======== 文本块

参数优先级：（1）客户端代码中设置的值 >（2）classpath 下的用户自定义配置文件 > （3）然后是服务器的默认配置

3. HDFS文件下载

public void copyToLocalFile(boolean delSrc,Path src,Path dst,boolean useRawLocalFileSystem)
                 throws IOException

delSrc - whether to delete the src
src - path
dst - path
useRawLocalFileSystem - whether to use RawLocalFileSystem as local file system or not.

@Test
public void testCopyToLocalFile() throws Exception{
    Configuration conf = new Configuration();
    conf.set("fs.defaultFS", "hdfs://10.9.190.111:9000");
    FileSystem fileSystem = FileSystem.get(conf);
        
    ///下载文件
    fileSystem.copyToLocalFile(false,new Path("/user/anna/hdfs/test.txt"), new Path("test.txt"),true);
    
    //关闭资源
    fileSystem.close(); 
}

4. HDFS目录创建

@Test
public void testMakedir() throws Exception{
    Configuration conf = new Configuration();
    conf.set("fs.defaultFS", "hdfs://10.9.190.111:9000");
    FileSystem fileSystem = FileSystem.get(conf);
        
    //目录创建
    fileSystem.mkdirs(new Path("/user/anna/test/hahaha"));
    
    //关闭资源
    fileSystem.close();
}

5. HDFS文件夹删除

@Test
public void testDelete() throws Exception{
    Configuration conf = new Configuration();
    conf.set("fs.defaultFS", "hdfs://10.9.190.111:9000");
    FileSystem fileSystem = FileSystem.get(conf);
        
    //文件夹删除
    fileSystem.delete(new Path("/user/anna/test/hahaha"),true);         //true表示递归删除
    
    //关闭资源
    fileSystem.close();
}

6. HDFS文件名更改

@Test
public void testRename() throws Exception{
    Configuration conf = new Configuration();
    conf.set("fs.defaultFS", "hdfs://10.9.190.111:9000");
    FileSystem fileSystem = FileSystem.get(conf);
        
    //文件名称更改
    fileSystem.rename(new Path("/user/anna/test/copy.txt"), new Path("/user/anna/test/copyRename.txt"));
    
    //关闭资源
    fileSystem.close();
}

7. HDFS文件详情查看

几种实现方法

1. public abstract FileStatus[] listStatus(Path f) throws FileNotFoundException,IOException
    * 返回FileStatus型数组

2. public FileStatus[] listStatus(Path f,PathFilter filter) throws FileNotFoundException,IOException

3. public FileStatus[] listStatus(Path[] files,PathFilter filter) throws FileNotFoundException,IOException

    * 此时注意PathFilter是一个接口，里面只有一个方法:accept，本质是对文件进行筛选

    * Enumerate all files found in the list of directories passed in, calling listStatus(path, filter) on each one.

================

任务目标 A :: 请收集下方列表中所有含有字符串“shirt”的行，并逐行照抄。

======== 列表

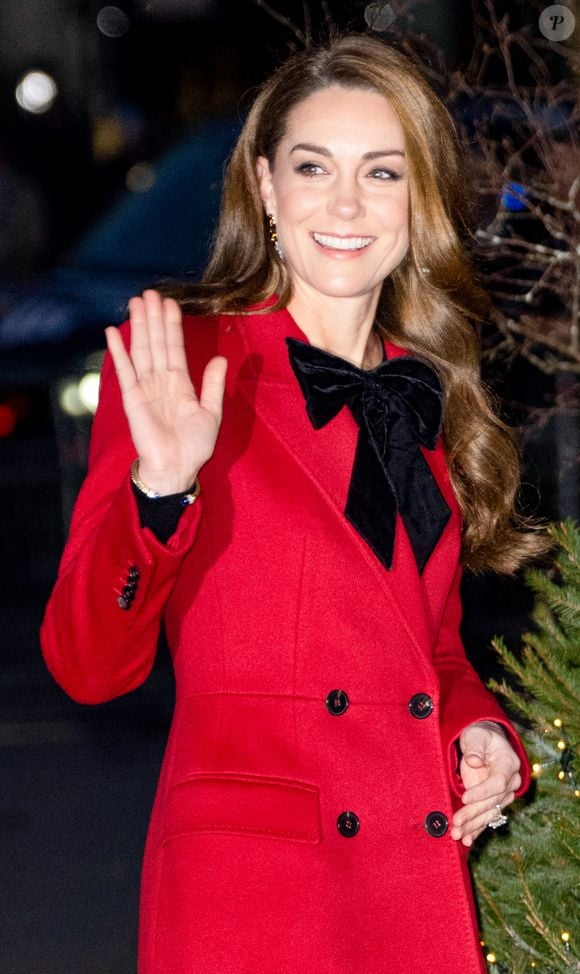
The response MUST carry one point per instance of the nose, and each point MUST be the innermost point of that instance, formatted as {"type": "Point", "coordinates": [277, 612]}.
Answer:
{"type": "Point", "coordinates": [345, 200]}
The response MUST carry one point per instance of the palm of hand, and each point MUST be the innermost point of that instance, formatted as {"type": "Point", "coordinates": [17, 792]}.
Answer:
{"type": "Point", "coordinates": [174, 432]}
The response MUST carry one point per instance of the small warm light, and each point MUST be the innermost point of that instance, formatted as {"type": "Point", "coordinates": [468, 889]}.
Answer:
{"type": "Point", "coordinates": [69, 400]}
{"type": "Point", "coordinates": [89, 391]}
{"type": "Point", "coordinates": [112, 21]}
{"type": "Point", "coordinates": [140, 177]}
{"type": "Point", "coordinates": [36, 92]}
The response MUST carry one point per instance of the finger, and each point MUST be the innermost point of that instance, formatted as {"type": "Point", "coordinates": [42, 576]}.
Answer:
{"type": "Point", "coordinates": [155, 318]}
{"type": "Point", "coordinates": [495, 784]}
{"type": "Point", "coordinates": [481, 822]}
{"type": "Point", "coordinates": [121, 360]}
{"type": "Point", "coordinates": [140, 349]}
{"type": "Point", "coordinates": [478, 819]}
{"type": "Point", "coordinates": [176, 358]}
{"type": "Point", "coordinates": [213, 385]}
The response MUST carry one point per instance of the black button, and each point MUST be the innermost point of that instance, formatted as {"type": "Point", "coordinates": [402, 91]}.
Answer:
{"type": "Point", "coordinates": [336, 702]}
{"type": "Point", "coordinates": [348, 824]}
{"type": "Point", "coordinates": [420, 705]}
{"type": "Point", "coordinates": [436, 824]}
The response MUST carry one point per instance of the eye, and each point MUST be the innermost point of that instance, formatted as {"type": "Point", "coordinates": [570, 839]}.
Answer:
{"type": "Point", "coordinates": [310, 169]}
{"type": "Point", "coordinates": [385, 174]}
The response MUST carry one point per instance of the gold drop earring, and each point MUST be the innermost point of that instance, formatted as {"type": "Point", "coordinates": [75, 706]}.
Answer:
{"type": "Point", "coordinates": [274, 236]}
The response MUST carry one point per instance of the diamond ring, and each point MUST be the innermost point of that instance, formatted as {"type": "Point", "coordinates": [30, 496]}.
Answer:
{"type": "Point", "coordinates": [498, 819]}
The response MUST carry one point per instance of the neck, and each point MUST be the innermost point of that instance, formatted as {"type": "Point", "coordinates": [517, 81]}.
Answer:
{"type": "Point", "coordinates": [342, 326]}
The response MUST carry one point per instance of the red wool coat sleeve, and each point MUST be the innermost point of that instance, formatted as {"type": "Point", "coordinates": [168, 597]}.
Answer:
{"type": "Point", "coordinates": [461, 693]}
{"type": "Point", "coordinates": [95, 649]}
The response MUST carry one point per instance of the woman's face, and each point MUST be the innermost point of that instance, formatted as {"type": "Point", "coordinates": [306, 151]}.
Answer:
{"type": "Point", "coordinates": [339, 193]}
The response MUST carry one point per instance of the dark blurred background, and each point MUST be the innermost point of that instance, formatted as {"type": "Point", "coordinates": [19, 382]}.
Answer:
{"type": "Point", "coordinates": [115, 122]}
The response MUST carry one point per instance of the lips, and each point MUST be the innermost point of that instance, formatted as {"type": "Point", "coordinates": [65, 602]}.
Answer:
{"type": "Point", "coordinates": [330, 242]}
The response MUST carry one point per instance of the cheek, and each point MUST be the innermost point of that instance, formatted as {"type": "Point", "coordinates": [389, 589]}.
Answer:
{"type": "Point", "coordinates": [294, 205]}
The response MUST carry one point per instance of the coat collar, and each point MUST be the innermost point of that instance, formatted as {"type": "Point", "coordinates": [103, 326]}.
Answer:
{"type": "Point", "coordinates": [265, 377]}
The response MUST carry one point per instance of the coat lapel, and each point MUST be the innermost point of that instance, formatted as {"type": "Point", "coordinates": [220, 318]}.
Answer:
{"type": "Point", "coordinates": [326, 455]}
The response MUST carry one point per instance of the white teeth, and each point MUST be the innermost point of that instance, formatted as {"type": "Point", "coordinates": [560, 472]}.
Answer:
{"type": "Point", "coordinates": [342, 243]}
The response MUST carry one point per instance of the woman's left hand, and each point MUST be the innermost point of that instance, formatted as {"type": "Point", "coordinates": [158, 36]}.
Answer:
{"type": "Point", "coordinates": [489, 769]}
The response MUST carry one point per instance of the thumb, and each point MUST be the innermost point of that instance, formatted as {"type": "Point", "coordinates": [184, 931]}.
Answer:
{"type": "Point", "coordinates": [474, 759]}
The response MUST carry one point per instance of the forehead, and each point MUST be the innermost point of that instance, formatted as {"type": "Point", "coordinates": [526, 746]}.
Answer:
{"type": "Point", "coordinates": [338, 118]}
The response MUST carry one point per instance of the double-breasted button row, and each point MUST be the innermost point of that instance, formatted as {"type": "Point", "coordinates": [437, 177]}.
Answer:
{"type": "Point", "coordinates": [336, 703]}
{"type": "Point", "coordinates": [131, 585]}
{"type": "Point", "coordinates": [420, 706]}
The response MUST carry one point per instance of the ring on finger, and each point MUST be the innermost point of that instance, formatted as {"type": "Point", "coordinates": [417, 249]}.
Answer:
{"type": "Point", "coordinates": [498, 819]}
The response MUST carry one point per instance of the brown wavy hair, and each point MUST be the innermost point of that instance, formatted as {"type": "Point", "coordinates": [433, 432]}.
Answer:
{"type": "Point", "coordinates": [429, 304]}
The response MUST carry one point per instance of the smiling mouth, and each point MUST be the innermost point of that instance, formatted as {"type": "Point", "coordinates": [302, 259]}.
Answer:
{"type": "Point", "coordinates": [342, 243]}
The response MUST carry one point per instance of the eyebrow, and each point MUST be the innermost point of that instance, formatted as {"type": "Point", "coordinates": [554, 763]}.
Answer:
{"type": "Point", "coordinates": [321, 150]}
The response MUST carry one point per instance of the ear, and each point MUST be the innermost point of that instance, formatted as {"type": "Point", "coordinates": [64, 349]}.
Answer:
{"type": "Point", "coordinates": [264, 175]}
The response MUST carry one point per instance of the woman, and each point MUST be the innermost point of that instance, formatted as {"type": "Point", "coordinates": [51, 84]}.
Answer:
{"type": "Point", "coordinates": [305, 556]}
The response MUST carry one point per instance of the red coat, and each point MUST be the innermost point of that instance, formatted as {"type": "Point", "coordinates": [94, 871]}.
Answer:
{"type": "Point", "coordinates": [272, 600]}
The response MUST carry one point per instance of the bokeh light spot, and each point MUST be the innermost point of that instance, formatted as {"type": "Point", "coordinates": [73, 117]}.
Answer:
{"type": "Point", "coordinates": [36, 92]}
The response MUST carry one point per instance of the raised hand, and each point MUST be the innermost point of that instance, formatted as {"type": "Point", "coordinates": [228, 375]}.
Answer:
{"type": "Point", "coordinates": [174, 432]}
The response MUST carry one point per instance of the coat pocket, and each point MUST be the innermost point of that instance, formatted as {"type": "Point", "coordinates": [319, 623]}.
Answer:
{"type": "Point", "coordinates": [277, 808]}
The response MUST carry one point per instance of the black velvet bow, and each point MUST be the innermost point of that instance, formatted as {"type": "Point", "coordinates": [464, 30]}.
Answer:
{"type": "Point", "coordinates": [397, 406]}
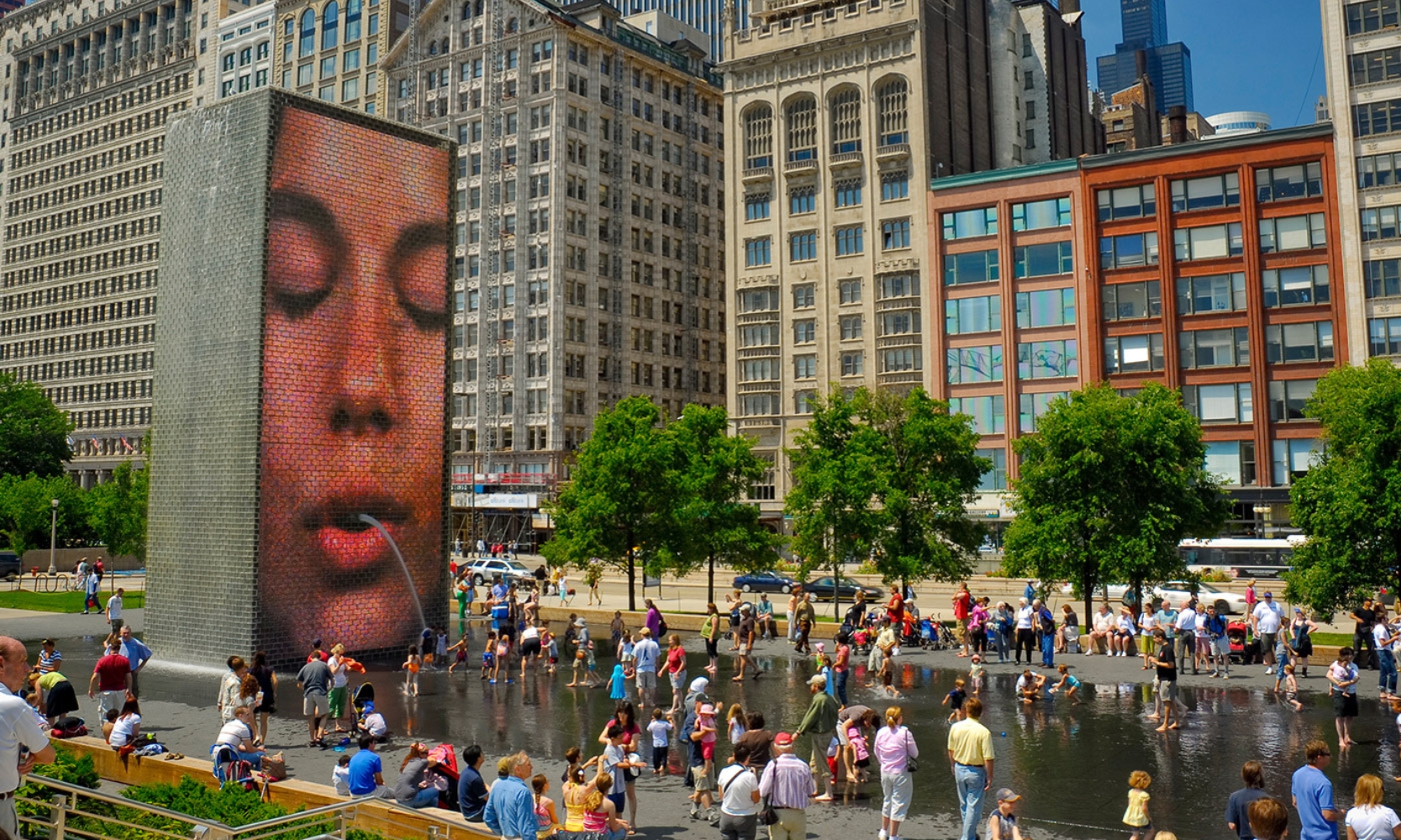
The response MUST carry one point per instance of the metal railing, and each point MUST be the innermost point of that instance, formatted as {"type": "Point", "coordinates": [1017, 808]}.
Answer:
{"type": "Point", "coordinates": [67, 811]}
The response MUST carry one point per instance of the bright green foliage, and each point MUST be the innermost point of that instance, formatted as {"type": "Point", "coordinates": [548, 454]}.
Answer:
{"type": "Point", "coordinates": [621, 501]}
{"type": "Point", "coordinates": [1109, 487]}
{"type": "Point", "coordinates": [928, 472]}
{"type": "Point", "coordinates": [117, 512]}
{"type": "Point", "coordinates": [25, 510]}
{"type": "Point", "coordinates": [715, 521]}
{"type": "Point", "coordinates": [1350, 500]}
{"type": "Point", "coordinates": [34, 433]}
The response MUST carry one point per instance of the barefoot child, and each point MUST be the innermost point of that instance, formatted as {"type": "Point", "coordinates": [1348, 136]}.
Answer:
{"type": "Point", "coordinates": [1136, 815]}
{"type": "Point", "coordinates": [1069, 682]}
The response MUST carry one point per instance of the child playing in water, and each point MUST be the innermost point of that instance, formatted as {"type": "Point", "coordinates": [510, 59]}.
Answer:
{"type": "Point", "coordinates": [1136, 815]}
{"type": "Point", "coordinates": [1069, 682]}
{"type": "Point", "coordinates": [411, 671]}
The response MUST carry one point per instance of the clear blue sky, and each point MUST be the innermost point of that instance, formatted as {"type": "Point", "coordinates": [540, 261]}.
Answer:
{"type": "Point", "coordinates": [1247, 55]}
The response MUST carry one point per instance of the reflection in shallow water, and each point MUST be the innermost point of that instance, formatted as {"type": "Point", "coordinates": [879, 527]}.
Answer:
{"type": "Point", "coordinates": [1069, 762]}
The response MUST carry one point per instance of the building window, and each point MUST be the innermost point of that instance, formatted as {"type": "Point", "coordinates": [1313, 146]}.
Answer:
{"type": "Point", "coordinates": [1128, 251]}
{"type": "Point", "coordinates": [845, 108]}
{"type": "Point", "coordinates": [1299, 286]}
{"type": "Point", "coordinates": [803, 201]}
{"type": "Point", "coordinates": [1045, 260]}
{"type": "Point", "coordinates": [1203, 193]}
{"type": "Point", "coordinates": [1048, 360]}
{"type": "Point", "coordinates": [758, 138]}
{"type": "Point", "coordinates": [1132, 354]}
{"type": "Point", "coordinates": [894, 186]}
{"type": "Point", "coordinates": [1384, 336]}
{"type": "Point", "coordinates": [1127, 302]}
{"type": "Point", "coordinates": [1299, 342]}
{"type": "Point", "coordinates": [894, 118]}
{"type": "Point", "coordinates": [1215, 348]}
{"type": "Point", "coordinates": [757, 252]}
{"type": "Point", "coordinates": [974, 365]}
{"type": "Point", "coordinates": [1214, 241]}
{"type": "Point", "coordinates": [1382, 277]}
{"type": "Point", "coordinates": [1033, 407]}
{"type": "Point", "coordinates": [970, 223]}
{"type": "Point", "coordinates": [972, 315]}
{"type": "Point", "coordinates": [803, 247]}
{"type": "Point", "coordinates": [1052, 307]}
{"type": "Point", "coordinates": [1127, 202]}
{"type": "Point", "coordinates": [1211, 293]}
{"type": "Point", "coordinates": [894, 234]}
{"type": "Point", "coordinates": [1048, 213]}
{"type": "Point", "coordinates": [850, 239]}
{"type": "Point", "coordinates": [1289, 398]}
{"type": "Point", "coordinates": [988, 413]}
{"type": "Point", "coordinates": [846, 193]}
{"type": "Point", "coordinates": [802, 129]}
{"type": "Point", "coordinates": [974, 266]}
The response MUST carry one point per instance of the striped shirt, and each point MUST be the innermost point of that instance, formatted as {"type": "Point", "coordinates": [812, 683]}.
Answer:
{"type": "Point", "coordinates": [787, 783]}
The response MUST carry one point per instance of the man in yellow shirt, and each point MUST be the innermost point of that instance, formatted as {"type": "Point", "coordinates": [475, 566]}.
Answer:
{"type": "Point", "coordinates": [970, 758]}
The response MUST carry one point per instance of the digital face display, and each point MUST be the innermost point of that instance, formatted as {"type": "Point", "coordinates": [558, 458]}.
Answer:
{"type": "Point", "coordinates": [356, 314]}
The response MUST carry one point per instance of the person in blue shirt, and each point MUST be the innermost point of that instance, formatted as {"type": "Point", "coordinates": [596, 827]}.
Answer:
{"type": "Point", "coordinates": [510, 808]}
{"type": "Point", "coordinates": [1312, 794]}
{"type": "Point", "coordinates": [471, 790]}
{"type": "Point", "coordinates": [138, 654]}
{"type": "Point", "coordinates": [367, 772]}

================

任务目标 B :: 文本块的文件夹删除示例中，传给 delete 方法的 true 表示什么？

正确答案 A ::
The response MUST carry one point per instance of the striped shirt, and each point MUST be the innermost point of that instance, formatted as {"type": "Point", "coordinates": [812, 683]}.
The response MUST carry one point per instance of the man in yellow shirt, and each point MUST be the innermost point of that instance, formatted as {"type": "Point", "coordinates": [475, 566]}.
The response MUST carry one point per instance of the person in blue shirt, and each point MUST be the innermost point of that instance, formatted as {"type": "Point", "coordinates": [596, 827]}.

正确答案 B :: 表示递归删除。